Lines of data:
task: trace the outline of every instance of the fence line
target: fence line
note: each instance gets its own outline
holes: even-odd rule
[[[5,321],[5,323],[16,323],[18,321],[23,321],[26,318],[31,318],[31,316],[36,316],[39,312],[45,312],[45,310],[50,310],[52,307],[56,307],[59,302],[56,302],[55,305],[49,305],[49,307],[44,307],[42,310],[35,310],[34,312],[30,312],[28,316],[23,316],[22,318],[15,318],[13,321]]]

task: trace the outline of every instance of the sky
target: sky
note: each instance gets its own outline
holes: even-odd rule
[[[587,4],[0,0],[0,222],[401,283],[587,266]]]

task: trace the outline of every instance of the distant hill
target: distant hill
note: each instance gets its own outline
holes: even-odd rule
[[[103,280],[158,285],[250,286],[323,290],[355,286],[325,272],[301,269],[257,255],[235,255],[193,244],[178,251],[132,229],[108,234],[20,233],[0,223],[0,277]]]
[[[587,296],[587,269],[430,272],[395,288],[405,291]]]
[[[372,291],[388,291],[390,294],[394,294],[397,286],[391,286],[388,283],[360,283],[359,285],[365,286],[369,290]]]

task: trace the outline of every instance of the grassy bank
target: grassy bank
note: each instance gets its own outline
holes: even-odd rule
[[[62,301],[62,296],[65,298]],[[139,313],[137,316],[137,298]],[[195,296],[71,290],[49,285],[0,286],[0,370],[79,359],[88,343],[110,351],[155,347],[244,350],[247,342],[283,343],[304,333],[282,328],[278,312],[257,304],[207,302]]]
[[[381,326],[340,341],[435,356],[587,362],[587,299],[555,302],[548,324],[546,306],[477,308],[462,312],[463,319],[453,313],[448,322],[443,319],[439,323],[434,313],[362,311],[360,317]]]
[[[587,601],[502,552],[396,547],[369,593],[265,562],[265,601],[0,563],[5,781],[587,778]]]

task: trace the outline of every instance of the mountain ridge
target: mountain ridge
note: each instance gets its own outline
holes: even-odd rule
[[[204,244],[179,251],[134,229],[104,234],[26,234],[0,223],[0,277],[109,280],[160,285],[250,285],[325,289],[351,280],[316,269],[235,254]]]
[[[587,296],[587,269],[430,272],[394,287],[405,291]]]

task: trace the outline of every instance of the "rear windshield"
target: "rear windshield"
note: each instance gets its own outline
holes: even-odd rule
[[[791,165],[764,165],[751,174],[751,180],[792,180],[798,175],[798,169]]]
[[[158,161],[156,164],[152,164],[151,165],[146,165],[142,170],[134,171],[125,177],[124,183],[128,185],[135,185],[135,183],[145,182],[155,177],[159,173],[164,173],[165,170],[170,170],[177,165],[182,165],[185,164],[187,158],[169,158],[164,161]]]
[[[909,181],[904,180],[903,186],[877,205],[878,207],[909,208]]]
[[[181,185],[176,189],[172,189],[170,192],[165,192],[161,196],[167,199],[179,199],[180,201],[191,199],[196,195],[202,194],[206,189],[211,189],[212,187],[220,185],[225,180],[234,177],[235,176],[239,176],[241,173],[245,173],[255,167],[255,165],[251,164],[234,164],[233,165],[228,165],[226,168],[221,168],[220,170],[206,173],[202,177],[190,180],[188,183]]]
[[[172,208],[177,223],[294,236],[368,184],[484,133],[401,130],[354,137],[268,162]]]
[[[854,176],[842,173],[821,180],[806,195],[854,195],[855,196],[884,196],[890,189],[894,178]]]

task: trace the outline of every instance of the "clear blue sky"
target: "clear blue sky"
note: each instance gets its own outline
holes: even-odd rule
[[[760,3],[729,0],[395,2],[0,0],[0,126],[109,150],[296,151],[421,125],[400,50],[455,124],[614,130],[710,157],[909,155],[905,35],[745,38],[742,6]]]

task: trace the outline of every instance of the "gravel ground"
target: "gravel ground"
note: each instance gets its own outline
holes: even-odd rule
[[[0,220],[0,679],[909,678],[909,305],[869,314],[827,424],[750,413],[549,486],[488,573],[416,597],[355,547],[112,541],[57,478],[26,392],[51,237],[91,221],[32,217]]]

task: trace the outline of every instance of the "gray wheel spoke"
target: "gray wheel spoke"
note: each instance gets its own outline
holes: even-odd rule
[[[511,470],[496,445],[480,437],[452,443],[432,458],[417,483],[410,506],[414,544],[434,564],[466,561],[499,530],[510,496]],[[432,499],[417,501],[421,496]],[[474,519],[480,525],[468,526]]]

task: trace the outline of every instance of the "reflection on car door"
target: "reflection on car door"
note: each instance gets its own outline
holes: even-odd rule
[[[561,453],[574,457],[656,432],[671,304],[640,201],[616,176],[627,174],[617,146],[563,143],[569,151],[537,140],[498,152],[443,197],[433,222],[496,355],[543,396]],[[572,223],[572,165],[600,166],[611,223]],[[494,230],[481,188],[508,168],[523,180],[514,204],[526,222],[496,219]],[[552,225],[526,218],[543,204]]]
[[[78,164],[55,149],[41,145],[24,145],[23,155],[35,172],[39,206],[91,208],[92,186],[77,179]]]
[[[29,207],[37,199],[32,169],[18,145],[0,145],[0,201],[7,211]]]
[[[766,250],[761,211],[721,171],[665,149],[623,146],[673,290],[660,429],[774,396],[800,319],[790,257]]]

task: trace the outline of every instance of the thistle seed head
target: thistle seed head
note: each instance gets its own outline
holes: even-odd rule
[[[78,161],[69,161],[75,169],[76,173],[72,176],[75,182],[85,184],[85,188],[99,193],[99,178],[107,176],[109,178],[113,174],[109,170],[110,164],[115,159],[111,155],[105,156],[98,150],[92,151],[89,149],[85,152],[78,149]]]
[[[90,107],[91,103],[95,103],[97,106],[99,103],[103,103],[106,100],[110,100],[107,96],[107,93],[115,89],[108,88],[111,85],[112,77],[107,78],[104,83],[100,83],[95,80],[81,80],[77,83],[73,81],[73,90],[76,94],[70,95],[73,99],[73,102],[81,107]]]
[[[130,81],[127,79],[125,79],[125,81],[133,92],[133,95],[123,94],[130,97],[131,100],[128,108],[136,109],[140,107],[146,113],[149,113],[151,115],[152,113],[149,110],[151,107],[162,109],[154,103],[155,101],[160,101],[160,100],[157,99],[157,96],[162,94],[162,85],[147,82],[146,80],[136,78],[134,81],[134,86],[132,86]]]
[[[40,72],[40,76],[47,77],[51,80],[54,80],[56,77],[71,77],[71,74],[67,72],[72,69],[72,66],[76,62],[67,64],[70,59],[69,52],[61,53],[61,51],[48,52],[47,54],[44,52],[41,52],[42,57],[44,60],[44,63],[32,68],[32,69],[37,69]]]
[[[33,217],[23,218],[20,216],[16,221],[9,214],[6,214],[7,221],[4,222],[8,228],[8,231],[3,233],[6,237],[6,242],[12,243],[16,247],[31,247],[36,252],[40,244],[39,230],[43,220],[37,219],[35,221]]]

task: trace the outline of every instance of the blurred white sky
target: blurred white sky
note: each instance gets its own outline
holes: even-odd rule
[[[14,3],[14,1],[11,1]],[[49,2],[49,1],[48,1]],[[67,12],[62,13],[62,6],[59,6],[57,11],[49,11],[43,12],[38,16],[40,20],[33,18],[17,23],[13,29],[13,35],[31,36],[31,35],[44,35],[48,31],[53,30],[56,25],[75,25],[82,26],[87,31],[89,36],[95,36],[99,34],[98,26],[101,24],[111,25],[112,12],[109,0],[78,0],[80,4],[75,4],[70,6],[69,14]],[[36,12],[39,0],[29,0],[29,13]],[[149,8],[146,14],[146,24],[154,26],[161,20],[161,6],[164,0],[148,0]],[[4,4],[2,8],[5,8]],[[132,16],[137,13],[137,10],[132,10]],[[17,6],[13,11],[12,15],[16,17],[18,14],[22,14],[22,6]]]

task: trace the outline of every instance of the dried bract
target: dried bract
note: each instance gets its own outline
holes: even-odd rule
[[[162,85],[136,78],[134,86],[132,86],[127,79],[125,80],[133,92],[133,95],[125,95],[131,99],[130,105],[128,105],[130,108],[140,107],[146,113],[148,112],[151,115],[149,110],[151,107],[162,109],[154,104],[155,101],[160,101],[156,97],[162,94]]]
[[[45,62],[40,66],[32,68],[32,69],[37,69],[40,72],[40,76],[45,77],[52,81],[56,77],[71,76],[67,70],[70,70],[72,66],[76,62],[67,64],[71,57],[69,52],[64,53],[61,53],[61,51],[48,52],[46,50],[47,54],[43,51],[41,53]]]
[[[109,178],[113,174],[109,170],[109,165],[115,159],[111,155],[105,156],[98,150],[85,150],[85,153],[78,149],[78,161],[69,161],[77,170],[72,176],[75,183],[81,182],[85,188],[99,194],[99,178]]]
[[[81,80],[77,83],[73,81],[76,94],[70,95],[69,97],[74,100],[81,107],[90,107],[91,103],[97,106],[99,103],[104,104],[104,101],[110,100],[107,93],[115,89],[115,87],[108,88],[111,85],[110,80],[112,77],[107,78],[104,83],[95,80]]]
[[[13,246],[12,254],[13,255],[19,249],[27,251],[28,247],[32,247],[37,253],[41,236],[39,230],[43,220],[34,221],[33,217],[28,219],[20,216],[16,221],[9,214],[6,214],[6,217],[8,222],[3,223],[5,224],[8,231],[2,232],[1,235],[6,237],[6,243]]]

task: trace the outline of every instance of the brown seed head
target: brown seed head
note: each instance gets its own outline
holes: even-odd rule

Problem —
Copy the records from their start through the line containing "[[[587,4],[0,0],[0,222],[401,283],[587,266]]]", changing "outline" to "contour" and keeping everything else the same.

Full answer —
task: trace the contour of every instance of the fence line
target: fence line
note: each instance gets its own contour
holes: even-odd rule
[[[5,321],[5,323],[16,323],[18,321],[23,321],[26,318],[31,318],[31,316],[36,316],[39,312],[45,312],[45,310],[50,310],[52,307],[56,307],[59,302],[56,302],[55,305],[49,305],[49,307],[44,307],[42,310],[35,310],[34,312],[30,312],[28,316],[23,316],[22,318],[15,318],[13,321]]]

task: trace the contour of every instance of the sky
target: sky
note: each instance gets its own contour
holes: even-odd rule
[[[587,4],[0,0],[0,222],[401,283],[587,266]]]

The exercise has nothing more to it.